Thursday, October 30, 2014

SD's Initiated Measure 17 (The "Any Willing Provider" Initiative): Not So Much About "Patient Choice" As It Is About "Choice Patients"

     This is my column that ran in the Rapid City Journal yesterday, 10/29:

     "The more I look at Initiated Measure 17 the more I think it’s less about “patient choice” and more about some doctors wanting to take the “choice patients,” namely those who now can afford fairly comprehensive insurance coverage that can be extended to even the most expensive caregivers.  That changes if the measure passes, because then everybody effectively becomes a “choice patient.” Health insurers in South Dakota would have to drop their “preferred provider”  lists of physicians and hospitals and include “any willing provider” of medical services among their participating doctors.

◆ Collected material
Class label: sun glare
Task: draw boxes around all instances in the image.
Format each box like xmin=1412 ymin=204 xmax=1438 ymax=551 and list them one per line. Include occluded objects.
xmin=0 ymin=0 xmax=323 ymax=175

◆ Required tasks
a. List every short phrase set off in quotation marks within the body of the Initiated Measure 17 column, in the order they appear.
b. Carry on the post about Initiated Measure 17 from where it stops, picking up after "include “any willing provider” of medical services among their participating doctors."

◆ Answer list
a. “patient choice”, “choice patients”, “choice patient”, “preferred provider”, “any willing provider”

b.
     The problem with upending the status quo is that by spreading the pool of insured South Dakotans out over a broader field of physicians, care is likely to get costlier just because economies of scale will be lost to existing preferred providers.  They’re likely to lose a significant number of patients who will migrate to any number of newly participating providers.  That means less revenue to cover fixed costs, which will result in their raising fees to insurers in order to remain in the black.  I’ve seen enough academic studies (from universities including George Mason, Minnesota, and Southern Cal, among others)  to regard this as a valid contention, one which is also supported by the fact that the SD Chamber of Commerce and Industry opposes IM 17, mainly because it will likely result in a jump in employer insurance costs as fees from providers across the board increase and the higher costs are passed on to customers.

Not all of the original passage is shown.